Task objective: Reading the listing below, restate each entry exactly as written.

** Opening Data for review block **

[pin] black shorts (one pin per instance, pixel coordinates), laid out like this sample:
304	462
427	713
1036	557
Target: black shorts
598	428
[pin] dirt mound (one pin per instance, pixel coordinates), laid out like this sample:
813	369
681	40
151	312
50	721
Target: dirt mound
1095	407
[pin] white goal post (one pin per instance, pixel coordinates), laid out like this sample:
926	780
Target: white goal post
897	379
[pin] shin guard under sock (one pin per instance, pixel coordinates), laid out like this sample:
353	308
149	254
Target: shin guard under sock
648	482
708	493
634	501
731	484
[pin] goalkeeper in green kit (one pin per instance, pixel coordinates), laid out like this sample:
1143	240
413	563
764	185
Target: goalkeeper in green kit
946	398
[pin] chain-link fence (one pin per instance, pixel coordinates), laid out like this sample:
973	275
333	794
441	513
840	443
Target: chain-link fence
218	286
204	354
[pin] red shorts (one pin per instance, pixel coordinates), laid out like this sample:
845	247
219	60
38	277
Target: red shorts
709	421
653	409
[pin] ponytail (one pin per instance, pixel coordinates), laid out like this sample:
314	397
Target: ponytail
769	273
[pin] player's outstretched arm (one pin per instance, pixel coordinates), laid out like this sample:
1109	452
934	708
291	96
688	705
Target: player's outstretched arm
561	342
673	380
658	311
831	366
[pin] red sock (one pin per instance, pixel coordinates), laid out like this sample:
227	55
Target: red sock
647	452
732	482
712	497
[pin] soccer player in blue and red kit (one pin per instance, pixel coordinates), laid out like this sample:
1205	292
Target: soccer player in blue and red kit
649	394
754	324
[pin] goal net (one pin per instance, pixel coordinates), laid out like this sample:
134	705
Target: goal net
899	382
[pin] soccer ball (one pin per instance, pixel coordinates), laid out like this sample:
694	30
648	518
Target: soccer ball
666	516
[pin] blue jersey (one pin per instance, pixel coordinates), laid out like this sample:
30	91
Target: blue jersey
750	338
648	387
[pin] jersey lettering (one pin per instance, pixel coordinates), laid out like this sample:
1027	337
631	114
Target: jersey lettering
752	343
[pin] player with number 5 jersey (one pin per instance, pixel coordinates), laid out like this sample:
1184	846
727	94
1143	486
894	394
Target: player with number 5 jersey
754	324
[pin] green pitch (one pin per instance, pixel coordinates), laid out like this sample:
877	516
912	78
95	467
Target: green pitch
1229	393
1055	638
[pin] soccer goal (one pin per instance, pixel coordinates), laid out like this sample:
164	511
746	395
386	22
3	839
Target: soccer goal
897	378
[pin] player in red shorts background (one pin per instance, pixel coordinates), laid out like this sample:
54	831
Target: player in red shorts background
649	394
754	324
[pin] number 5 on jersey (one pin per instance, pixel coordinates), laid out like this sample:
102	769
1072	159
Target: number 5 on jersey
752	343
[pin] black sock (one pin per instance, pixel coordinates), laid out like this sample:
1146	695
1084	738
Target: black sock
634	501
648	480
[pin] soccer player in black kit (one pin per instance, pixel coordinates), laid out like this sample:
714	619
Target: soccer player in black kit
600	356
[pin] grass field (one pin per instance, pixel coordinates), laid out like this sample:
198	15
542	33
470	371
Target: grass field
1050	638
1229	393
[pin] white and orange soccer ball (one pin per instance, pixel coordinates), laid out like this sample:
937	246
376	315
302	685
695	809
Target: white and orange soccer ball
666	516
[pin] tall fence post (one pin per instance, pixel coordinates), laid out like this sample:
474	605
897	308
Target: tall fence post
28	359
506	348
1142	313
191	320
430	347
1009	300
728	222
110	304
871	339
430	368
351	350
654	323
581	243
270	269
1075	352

** Closing Data for review block **

Your solution:
[pin] black shorts (one pin per instance, pixel coordinates), laid out like this sample:
304	462
427	713
1036	557
Target: black shorts
598	428
[pin] dirt mound (one pin per instance, pixel coordinates), laid out like this sample:
813	369
681	40
151	312
50	721
Target: dirt mound
1095	407
[pin] white goal post (one pin per instance, pixel coordinates), laid out like this sample:
926	780
Target: white goal post
897	379
[pin] shin guard under sock (one pin per instance, pixel coordinates), laid out like this sample:
353	308
149	254
Target: shin guard under sock
648	482
708	493
634	501
731	484
[pin] goalkeeper in green kit (one pin per instance, pixel coordinates), laid out like this sample:
1143	240
413	563
764	185
Target: goalkeeper in green kit
946	398
[pin] chain-link fence (one pin per instance, pixel coordinates), laid out like this sample:
973	275
333	794
441	513
840	443
Target: chain-link fence
218	286
204	354
[pin] red shorts (one pin per instance, pixel coordinates), laid out like this sample:
845	247
219	60
38	277
Target: red shorts
709	421
653	409
[pin] ponytail (one pin per instance, pixel coordinates), laid out like this sample:
314	397
Target: ponytail
769	273
[pin] player's outstretched arm (one pin per instance, pixel coordinates), laid out like this sample:
1109	452
934	708
291	96
688	705
Target: player's outstretched arm
561	342
673	380
658	311
831	366
[pin] red sock (one pin per instance, pixel coordinates), laid out like this sample:
227	55
Target: red sock
647	452
732	482
712	497
[pin] soccer player in blue and red kit (one pin per instance, pixel coordinates), laid out like this sample:
1205	292
Target: soccer player in blue and red kit
649	394
754	324
[pin] goal net (one pin per instance, pixel coordinates), laid out like this sample:
134	705
Target: goal net
899	382
[pin] soccer ball (one pin per instance, pixel coordinates), laid out like this sample:
694	30
648	518
Target: soccer ball
666	516
[pin] blue jersey (one pin per instance, pixel coordinates), laid out like this sample:
30	91
Target: blue jersey
750	338
648	387
[pin] jersey lettering (one pin per instance, pixel coordinates), laid out like this sample:
1027	337
631	114
Target: jersey lettering
752	343
[pin] player with number 5 jersey (one pin per instance, pixel coordinates), laid out like this sample:
1184	846
727	94
1143	486
894	394
Target: player with number 5 jersey
754	324
[pin] green pitch (one pin per instance, pixel coordinates), laid out like this sample:
877	516
912	78
95	467
Target: green pitch
1229	393
1055	638
[pin] soccer goal (one pin per instance, pixel coordinates), laid out like this sample:
164	511
746	395
386	22
3	839
Target: soccer goal
897	378
[pin] player in red shorts background (one pin per instance, pixel coordinates), laid out like this sample:
54	831
Target: player in red shorts background
649	394
754	324
[pin] number 5 on jersey (one pin per instance, pixel coordinates), laid out like this sample:
102	769
1072	159
Target: number 5 on jersey
752	343
[pin] black sock (one pin per instance, pixel coordinates), laid out like this sample:
1146	695
1084	738
Target: black sock
634	501
648	480
[pin] soccer player in black kit (one pin per instance, pixel coordinates), laid out like this sample:
714	619
Target: soccer player in black kit
600	356
[pin] grass field (one pin per instance, pixel coordinates), laid out like this sample:
198	15
542	33
470	371
Target: grass field
1050	638
1229	393
[pin] white and orange soccer ball (one pin per instance, pixel coordinates), laid out like this sample:
937	246
376	315
302	685
695	809
Target: white and orange soccer ball
666	516
[pin] tall fence post (one pin per instance, pixel coordinates), laid out like this sample:
474	605
897	308
Target: tall fence post
28	359
506	348
1142	313
191	320
430	347
1009	300
728	222
110	304
871	339
430	368
351	350
654	323
581	243
270	269
1075	352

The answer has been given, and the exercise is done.